# [Text passage]
:::::

The audit office warned that the French government’s budget plans for 2026 which target a public deficit of 5 percent of gross domestic product (GDP) are “highly uncertain” after lawmakers dropped several major savings measures in the social security budget. France already carries the highest tax burden in the euro zone, and further significant tax increases could undermine competitiveness and cost jobs, the watchdog said.

The Cour said the government’s 2026 budget relies heavily on roughly 12 billion euros in additional tax revenue, particularly from extending a corporate profit surtax on large companies. But many other proposed revenue-raising measures were either weakened or abandoned, and the watchdog cautioned that the remaining items could perform below expectations if inflation turns out lower than forecast or if companies adjust to blunt their impact.

“With taxation already at a high level, further substantial tax hikes would risk damaging competitiveness and hitting employment, making spending cuts unavoidable,” the audit office said in its report on the state of France’s public finances at the start of the year.

On the spending side, the watchdog noted that although government outlays are expected to grow by only about 0.3 percent in 2026 after inflation an unusually slow pace there are significant risks of budget overruns. Parliament scrapped planned savings measures such as increased medical co-payments and a freeze on pension increases, which the Cour said could widen the gap between planned and actual spending.

Even if the 2026 deficit target is met, France’s public debt would still climb to about 118.6 percent of GDP, leaving the country more vulnerable to rising borrowing costs and raising the possibility that more severe austerity would be needed later in the decade, the audit office said.

:::::

# [Dataset records]
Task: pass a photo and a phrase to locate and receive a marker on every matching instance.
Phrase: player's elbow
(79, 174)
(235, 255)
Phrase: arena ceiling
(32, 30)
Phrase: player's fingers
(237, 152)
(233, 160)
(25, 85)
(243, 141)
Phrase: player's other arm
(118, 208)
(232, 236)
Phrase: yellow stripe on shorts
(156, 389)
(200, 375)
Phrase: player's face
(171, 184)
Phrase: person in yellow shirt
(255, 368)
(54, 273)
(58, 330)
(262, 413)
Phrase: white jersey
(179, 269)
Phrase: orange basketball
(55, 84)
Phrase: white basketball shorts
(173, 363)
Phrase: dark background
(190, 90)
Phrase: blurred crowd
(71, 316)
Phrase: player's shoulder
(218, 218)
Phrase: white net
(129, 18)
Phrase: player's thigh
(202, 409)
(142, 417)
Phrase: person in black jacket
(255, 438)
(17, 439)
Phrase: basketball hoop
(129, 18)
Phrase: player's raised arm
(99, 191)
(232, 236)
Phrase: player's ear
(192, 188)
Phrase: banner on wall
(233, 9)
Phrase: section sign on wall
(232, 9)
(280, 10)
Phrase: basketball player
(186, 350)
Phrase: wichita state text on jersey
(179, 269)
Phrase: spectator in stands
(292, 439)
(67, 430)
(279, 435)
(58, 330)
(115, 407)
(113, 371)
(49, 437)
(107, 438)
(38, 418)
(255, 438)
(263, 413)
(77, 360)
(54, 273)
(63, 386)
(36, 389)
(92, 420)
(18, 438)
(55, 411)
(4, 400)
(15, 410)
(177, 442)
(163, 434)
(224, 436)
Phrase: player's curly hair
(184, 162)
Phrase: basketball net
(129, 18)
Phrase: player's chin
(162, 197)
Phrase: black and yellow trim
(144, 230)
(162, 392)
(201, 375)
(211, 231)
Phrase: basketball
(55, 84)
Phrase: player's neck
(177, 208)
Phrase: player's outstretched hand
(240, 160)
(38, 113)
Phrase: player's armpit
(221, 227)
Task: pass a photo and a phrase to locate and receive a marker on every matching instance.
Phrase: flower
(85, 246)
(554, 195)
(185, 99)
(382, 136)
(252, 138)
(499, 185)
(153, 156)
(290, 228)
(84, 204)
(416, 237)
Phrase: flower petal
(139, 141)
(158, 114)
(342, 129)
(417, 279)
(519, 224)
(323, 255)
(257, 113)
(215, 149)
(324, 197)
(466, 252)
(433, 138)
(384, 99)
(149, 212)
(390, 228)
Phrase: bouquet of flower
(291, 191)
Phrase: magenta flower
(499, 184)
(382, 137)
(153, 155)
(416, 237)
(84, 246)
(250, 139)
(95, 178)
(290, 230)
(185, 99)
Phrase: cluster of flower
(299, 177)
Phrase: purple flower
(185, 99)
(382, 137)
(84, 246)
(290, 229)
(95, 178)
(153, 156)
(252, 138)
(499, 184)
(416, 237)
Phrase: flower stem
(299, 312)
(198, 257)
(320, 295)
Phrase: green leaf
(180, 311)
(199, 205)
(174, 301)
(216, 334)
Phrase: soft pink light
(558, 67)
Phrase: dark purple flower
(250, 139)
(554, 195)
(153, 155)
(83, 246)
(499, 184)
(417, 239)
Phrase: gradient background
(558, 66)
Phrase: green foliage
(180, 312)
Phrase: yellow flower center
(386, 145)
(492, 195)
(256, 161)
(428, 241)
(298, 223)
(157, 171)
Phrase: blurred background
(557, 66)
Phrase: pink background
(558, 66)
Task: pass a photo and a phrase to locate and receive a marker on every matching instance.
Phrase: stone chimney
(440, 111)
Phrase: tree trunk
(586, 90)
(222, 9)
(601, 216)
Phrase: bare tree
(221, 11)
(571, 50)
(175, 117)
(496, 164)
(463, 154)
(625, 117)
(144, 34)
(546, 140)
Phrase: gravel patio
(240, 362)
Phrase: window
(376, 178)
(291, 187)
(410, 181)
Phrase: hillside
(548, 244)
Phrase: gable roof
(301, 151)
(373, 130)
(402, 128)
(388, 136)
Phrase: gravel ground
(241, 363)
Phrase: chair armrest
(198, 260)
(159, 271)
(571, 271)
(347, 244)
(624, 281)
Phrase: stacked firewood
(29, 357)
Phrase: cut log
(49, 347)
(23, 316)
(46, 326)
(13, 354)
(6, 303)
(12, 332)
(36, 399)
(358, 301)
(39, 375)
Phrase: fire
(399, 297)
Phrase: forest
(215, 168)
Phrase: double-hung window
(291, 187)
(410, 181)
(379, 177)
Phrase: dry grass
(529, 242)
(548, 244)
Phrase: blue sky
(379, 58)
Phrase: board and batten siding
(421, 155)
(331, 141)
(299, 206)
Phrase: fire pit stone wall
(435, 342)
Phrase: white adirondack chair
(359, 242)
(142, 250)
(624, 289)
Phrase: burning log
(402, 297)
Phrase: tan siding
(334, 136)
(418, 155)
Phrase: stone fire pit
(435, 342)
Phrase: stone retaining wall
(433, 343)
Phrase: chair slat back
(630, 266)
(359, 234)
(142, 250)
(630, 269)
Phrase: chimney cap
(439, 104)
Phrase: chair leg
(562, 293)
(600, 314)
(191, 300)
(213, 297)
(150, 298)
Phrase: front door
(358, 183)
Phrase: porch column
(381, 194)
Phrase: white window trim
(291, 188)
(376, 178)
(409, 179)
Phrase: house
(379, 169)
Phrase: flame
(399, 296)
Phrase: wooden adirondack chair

:::::

# [Task item A]
In the text on France's public finances, roughly how much additional tax revenue does the government's 2026 budget rely on?
# [Task item B]
Rewrite the part of the text on France's public finances from "Even if the" to "audit office said.", changing "austerity" to "spending restraint".

# [Task solution A]
Roughly 12 billion euros.

# [Task solution B]
Even if the 2026 deficit target is met, France’s public debt would still climb to about 118.6 percent of GDP, leaving the country more vulnerable to rising borrowing costs and raising the possibility that more severe spending restraint would be needed later in the decade, the audit office said.